Action item. Please give all of the data again, character for character, and drop the pictures.

___ Dataset content

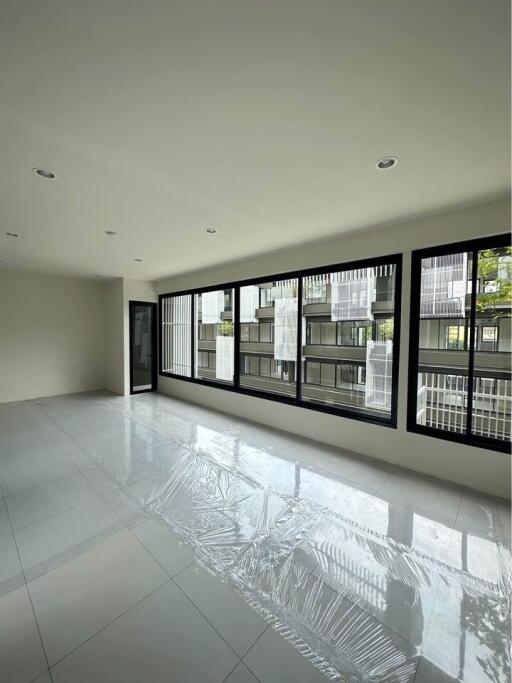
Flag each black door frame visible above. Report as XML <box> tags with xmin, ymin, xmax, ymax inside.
<box><xmin>129</xmin><ymin>300</ymin><xmax>158</xmax><ymax>395</ymax></box>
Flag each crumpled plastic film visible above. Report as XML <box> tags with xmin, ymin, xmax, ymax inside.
<box><xmin>81</xmin><ymin>397</ymin><xmax>511</xmax><ymax>682</ymax></box>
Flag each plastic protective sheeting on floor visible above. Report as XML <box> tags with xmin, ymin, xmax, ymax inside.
<box><xmin>51</xmin><ymin>395</ymin><xmax>511</xmax><ymax>683</ymax></box>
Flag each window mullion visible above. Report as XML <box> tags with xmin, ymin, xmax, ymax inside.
<box><xmin>296</xmin><ymin>276</ymin><xmax>303</xmax><ymax>404</ymax></box>
<box><xmin>466</xmin><ymin>250</ymin><xmax>478</xmax><ymax>436</ymax></box>
<box><xmin>191</xmin><ymin>293</ymin><xmax>195</xmax><ymax>380</ymax></box>
<box><xmin>234</xmin><ymin>286</ymin><xmax>240</xmax><ymax>389</ymax></box>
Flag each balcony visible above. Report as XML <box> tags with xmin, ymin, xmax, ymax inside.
<box><xmin>371</xmin><ymin>299</ymin><xmax>394</xmax><ymax>316</ymax></box>
<box><xmin>303</xmin><ymin>345</ymin><xmax>367</xmax><ymax>362</ymax></box>
<box><xmin>418</xmin><ymin>348</ymin><xmax>511</xmax><ymax>379</ymax></box>
<box><xmin>240</xmin><ymin>341</ymin><xmax>274</xmax><ymax>355</ymax></box>
<box><xmin>197</xmin><ymin>339</ymin><xmax>216</xmax><ymax>351</ymax></box>
<box><xmin>255</xmin><ymin>306</ymin><xmax>275</xmax><ymax>318</ymax></box>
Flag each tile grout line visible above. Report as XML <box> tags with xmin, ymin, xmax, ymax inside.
<box><xmin>35</xmin><ymin>432</ymin><xmax>253</xmax><ymax>676</ymax></box>
<box><xmin>39</xmin><ymin>396</ymin><xmax>415</xmax><ymax>681</ymax></box>
<box><xmin>168</xmin><ymin>573</ymin><xmax>245</xmax><ymax>667</ymax></box>
<box><xmin>46</xmin><ymin>577</ymin><xmax>172</xmax><ymax>673</ymax></box>
<box><xmin>14</xmin><ymin>440</ymin><xmax>181</xmax><ymax>677</ymax></box>
<box><xmin>118</xmin><ymin>505</ymin><xmax>251</xmax><ymax>669</ymax></box>
<box><xmin>51</xmin><ymin>412</ymin><xmax>260</xmax><ymax>674</ymax></box>
<box><xmin>5</xmin><ymin>418</ymin><xmax>137</xmax><ymax>588</ymax></box>
<box><xmin>0</xmin><ymin>463</ymin><xmax>84</xmax><ymax>500</ymax></box>
<box><xmin>237</xmin><ymin>623</ymin><xmax>270</xmax><ymax>681</ymax></box>
<box><xmin>0</xmin><ymin>479</ymin><xmax>55</xmax><ymax>683</ymax></box>
<box><xmin>221</xmin><ymin>658</ymin><xmax>264</xmax><ymax>683</ymax></box>
<box><xmin>9</xmin><ymin>487</ymin><xmax>105</xmax><ymax>534</ymax></box>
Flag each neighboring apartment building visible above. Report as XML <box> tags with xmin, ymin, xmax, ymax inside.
<box><xmin>163</xmin><ymin>246</ymin><xmax>511</xmax><ymax>443</ymax></box>
<box><xmin>416</xmin><ymin>247</ymin><xmax>511</xmax><ymax>442</ymax></box>
<box><xmin>195</xmin><ymin>265</ymin><xmax>396</xmax><ymax>421</ymax></box>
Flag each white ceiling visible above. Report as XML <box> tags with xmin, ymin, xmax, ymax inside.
<box><xmin>0</xmin><ymin>0</ymin><xmax>509</xmax><ymax>281</ymax></box>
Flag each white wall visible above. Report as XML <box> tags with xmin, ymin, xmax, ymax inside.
<box><xmin>105</xmin><ymin>278</ymin><xmax>125</xmax><ymax>395</ymax></box>
<box><xmin>0</xmin><ymin>270</ymin><xmax>107</xmax><ymax>402</ymax></box>
<box><xmin>154</xmin><ymin>197</ymin><xmax>511</xmax><ymax>499</ymax></box>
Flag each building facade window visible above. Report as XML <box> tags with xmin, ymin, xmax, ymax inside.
<box><xmin>239</xmin><ymin>278</ymin><xmax>298</xmax><ymax>398</ymax></box>
<box><xmin>160</xmin><ymin>253</ymin><xmax>401</xmax><ymax>427</ymax></box>
<box><xmin>408</xmin><ymin>234</ymin><xmax>511</xmax><ymax>451</ymax></box>
<box><xmin>445</xmin><ymin>325</ymin><xmax>466</xmax><ymax>350</ymax></box>
<box><xmin>301</xmin><ymin>263</ymin><xmax>398</xmax><ymax>420</ymax></box>
<box><xmin>195</xmin><ymin>289</ymin><xmax>234</xmax><ymax>384</ymax></box>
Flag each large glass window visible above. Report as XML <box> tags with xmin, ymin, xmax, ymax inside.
<box><xmin>160</xmin><ymin>255</ymin><xmax>401</xmax><ymax>427</ymax></box>
<box><xmin>161</xmin><ymin>293</ymin><xmax>192</xmax><ymax>377</ymax></box>
<box><xmin>195</xmin><ymin>289</ymin><xmax>234</xmax><ymax>384</ymax></box>
<box><xmin>239</xmin><ymin>279</ymin><xmax>298</xmax><ymax>398</ymax></box>
<box><xmin>409</xmin><ymin>235</ymin><xmax>511</xmax><ymax>450</ymax></box>
<box><xmin>471</xmin><ymin>246</ymin><xmax>511</xmax><ymax>442</ymax></box>
<box><xmin>301</xmin><ymin>263</ymin><xmax>397</xmax><ymax>420</ymax></box>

______

Your solution.
Flag each black door frame visible above. Report as XML <box> tags with xmin, ymin, xmax, ymax inside.
<box><xmin>129</xmin><ymin>300</ymin><xmax>158</xmax><ymax>395</ymax></box>
Flag each crumpled plastic film visible above. Report as XML <box> tags with xmin, ymin, xmax, ymax inside.
<box><xmin>81</xmin><ymin>397</ymin><xmax>511</xmax><ymax>682</ymax></box>
Flag each plastic protective sheeting on floor visible above. Report as XML <box> tags with xmin, ymin, xmax, ymax inside.
<box><xmin>51</xmin><ymin>395</ymin><xmax>511</xmax><ymax>683</ymax></box>
Flag each window mullion visible above. Report as XML <box> tags with xmin, ymin, xmax, ymax inside.
<box><xmin>296</xmin><ymin>276</ymin><xmax>303</xmax><ymax>404</ymax></box>
<box><xmin>466</xmin><ymin>250</ymin><xmax>478</xmax><ymax>436</ymax></box>
<box><xmin>191</xmin><ymin>293</ymin><xmax>195</xmax><ymax>380</ymax></box>
<box><xmin>234</xmin><ymin>286</ymin><xmax>240</xmax><ymax>389</ymax></box>
Flag each balcony visible above. Report as XML <box> tags with xmin, ymin, xmax, ymax inside.
<box><xmin>371</xmin><ymin>299</ymin><xmax>394</xmax><ymax>316</ymax></box>
<box><xmin>303</xmin><ymin>345</ymin><xmax>367</xmax><ymax>362</ymax></box>
<box><xmin>418</xmin><ymin>348</ymin><xmax>511</xmax><ymax>379</ymax></box>
<box><xmin>240</xmin><ymin>341</ymin><xmax>274</xmax><ymax>355</ymax></box>
<box><xmin>197</xmin><ymin>339</ymin><xmax>216</xmax><ymax>351</ymax></box>
<box><xmin>255</xmin><ymin>306</ymin><xmax>275</xmax><ymax>318</ymax></box>
Flag each tile grout line visible above. Report as XML <box> tags with xmin, ymin, xmax, ymax inside.
<box><xmin>35</xmin><ymin>432</ymin><xmax>253</xmax><ymax>676</ymax></box>
<box><xmin>39</xmin><ymin>396</ymin><xmax>415</xmax><ymax>681</ymax></box>
<box><xmin>168</xmin><ymin>573</ymin><xmax>245</xmax><ymax>667</ymax></box>
<box><xmin>46</xmin><ymin>577</ymin><xmax>172</xmax><ymax>673</ymax></box>
<box><xmin>14</xmin><ymin>440</ymin><xmax>181</xmax><ymax>677</ymax></box>
<box><xmin>118</xmin><ymin>505</ymin><xmax>251</xmax><ymax>669</ymax></box>
<box><xmin>51</xmin><ymin>412</ymin><xmax>260</xmax><ymax>674</ymax></box>
<box><xmin>5</xmin><ymin>418</ymin><xmax>137</xmax><ymax>588</ymax></box>
<box><xmin>0</xmin><ymin>463</ymin><xmax>84</xmax><ymax>500</ymax></box>
<box><xmin>237</xmin><ymin>623</ymin><xmax>270</xmax><ymax>681</ymax></box>
<box><xmin>0</xmin><ymin>479</ymin><xmax>55</xmax><ymax>683</ymax></box>
<box><xmin>221</xmin><ymin>658</ymin><xmax>264</xmax><ymax>683</ymax></box>
<box><xmin>9</xmin><ymin>487</ymin><xmax>105</xmax><ymax>534</ymax></box>
Flag each neighboring apartment building visible above. Report as XML <box> tags with xmin, ymin, xmax, ymax inside.
<box><xmin>163</xmin><ymin>246</ymin><xmax>511</xmax><ymax>443</ymax></box>
<box><xmin>416</xmin><ymin>247</ymin><xmax>511</xmax><ymax>442</ymax></box>
<box><xmin>195</xmin><ymin>265</ymin><xmax>396</xmax><ymax>421</ymax></box>
Flag each white ceiling visible above. Report as XML <box> tags with xmin, ymin, xmax, ymax inside.
<box><xmin>0</xmin><ymin>0</ymin><xmax>509</xmax><ymax>281</ymax></box>
Flag each white wall visible above. Report as XML <box> tags with xmin, ymin, xmax, ymax inside.
<box><xmin>105</xmin><ymin>278</ymin><xmax>125</xmax><ymax>395</ymax></box>
<box><xmin>0</xmin><ymin>270</ymin><xmax>107</xmax><ymax>402</ymax></box>
<box><xmin>154</xmin><ymin>197</ymin><xmax>511</xmax><ymax>499</ymax></box>
Flag each building facade window visible above. Report as XML <box> tags with xmin, ymin, xmax, ymax inside.
<box><xmin>239</xmin><ymin>278</ymin><xmax>298</xmax><ymax>398</ymax></box>
<box><xmin>160</xmin><ymin>253</ymin><xmax>401</xmax><ymax>427</ymax></box>
<box><xmin>408</xmin><ymin>234</ymin><xmax>511</xmax><ymax>451</ymax></box>
<box><xmin>445</xmin><ymin>325</ymin><xmax>466</xmax><ymax>350</ymax></box>
<box><xmin>301</xmin><ymin>263</ymin><xmax>398</xmax><ymax>420</ymax></box>
<box><xmin>195</xmin><ymin>289</ymin><xmax>234</xmax><ymax>384</ymax></box>
Flag each large glass window visible above. Report as XML <box> tags with xmin, ymin, xmax, ymax inside.
<box><xmin>160</xmin><ymin>255</ymin><xmax>401</xmax><ymax>427</ymax></box>
<box><xmin>161</xmin><ymin>293</ymin><xmax>192</xmax><ymax>377</ymax></box>
<box><xmin>195</xmin><ymin>289</ymin><xmax>234</xmax><ymax>384</ymax></box>
<box><xmin>239</xmin><ymin>279</ymin><xmax>298</xmax><ymax>398</ymax></box>
<box><xmin>409</xmin><ymin>235</ymin><xmax>511</xmax><ymax>450</ymax></box>
<box><xmin>471</xmin><ymin>246</ymin><xmax>511</xmax><ymax>442</ymax></box>
<box><xmin>301</xmin><ymin>263</ymin><xmax>397</xmax><ymax>420</ymax></box>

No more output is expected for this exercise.